Exercise passage section start

Problem set 2
due Tuesday, October 03, 2023 at 11:59pm
Allocate about 1 hour per problem, though some will take longer than others. You may need more time if programming is completely new to you, or less if you have some experience already.
- Instructions
-
Upload your
.ipynb
notebook to gradescope by 11:59pm on the due date.
- Note that each problem will be graded according to this rubric. Solutions that include packages or functions not covered in this course will recieve a score no higher than 2.
- You may collaborate with any of your classmates, but you must write your own code/solutions, understand all parts of the problem, and name your collaborators.
- You should also cite any outside sources you consulted, like Stack Overflow or ChatGPT, with a comment near the relevant lines of code (see example below). Recycled code that has not been cited will be considered plagerism and receive a zero.
# code here was inspired by user2554330 on stack overflow:
# https://stackoverflow.com/questions/69091812/is-everything-a-vector-in-r
Problem 0
not graded
Create a new colab R notebook. Please include the title “Problem set 2”, your name, the date, and any collaborators somewhere at the top.
Problem 1
Suppose you want to simulate data for the age at which typically developing babies produce their first word. Create a tibble with a single column for age that includes 500 samples generated from the Gaussian probability distribution with a mean age of 12 months and a standard deviation of 1 month. Plot your data with a density plot. Given this Gaussian distirbution, what is the probability that a baby says their first word by the time they are 10 months? Return this value with one of R’s functions for probability distributions.
Problem 2
The dataset below includes data simulated from Ritchie et al 2018, including the total brain volume
and sex
of 5216 subjects. Suppose you are interested in just one sex. Filter the data to include only male or only female participants (data scientists choice!). Explore these data with a histogram and use summarise()
to report both paramteric and nonparamteric summary statistics.
Note that your research assistant has accidentally coded sex female as
NA
. You’ll need to solve this issue with your dplyr skills!
"http://kathrynschuler.com/datasets/brain_volume.csv"
Problem 3
Continuing with your filtered brain volume data, use infer
to construct the bootstrap sampling distribution of the mean brain volume and quantify the spread of the distribution with standard error. Create a visualization that includes a histogram of the distribution and a shaded confidence interval with the standard error you computed.
Problem 4
Suppose you now want to know whether there is a difference in median brain volume between the sexes. Use infer
to construct the null distribution and to compute the observed difference in medians. Visualize the null distribution and shade the p-value, including the observed difference in medians. Return the p-value. Should you reject the null hypothesis? Why or why not?
Problem 5
Suppose you asked each participant to think of a number (integer) between 1 and 100. Assume each participant is equally likely to select a given number. Add a column to the brain volume data that samples from this distribution for all 5216 participants. Coerce this column to an integer if necessary. Explore this new variable with a histogram and summary statistics appropriate for this distribution.
Problem 6
Suppose you now want to know whether participant brain volume is correlated with the random number they selected. Explore this relationship with a scatter plot. Use infer
to construct the null distribution and to compute the observed correlation. Visualize the null distribution and shade the p-value, including the observed correlation. Return the p-value. Should you reject the null hypothesis? Why or why not?

Exercise passage section end

__Tasks to complete__:
1 – Translate this sentence from the problem set into Spanish: "Allocate about 1 hour per problem, though some will take longer than others."
2 – According to the problem set, how many subjects does the brain volume dataset cover?
3 – Write out the problem set starting with "# code here" and going on through "at the top.".

Data excerpt section start

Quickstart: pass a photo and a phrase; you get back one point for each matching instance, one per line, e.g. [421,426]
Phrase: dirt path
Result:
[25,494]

Data excerpt section end

__Answers to the problems__:
1 – Dedica aproximadamente 1 hora a cada problema, aunque algunos tomarán más tiempo que otros.

2 – 5216 subjects.

3 –
# code here was inspired by user2554330 on stack overflow:
# https://stackoverflow.com/questions/69091812/is-everything-a-vector-in-r
Problem 0
not graded
Create a new colab R notebook. Please include the title “Problem set 2”, your name, the date, and any collaborators somewhere at the top.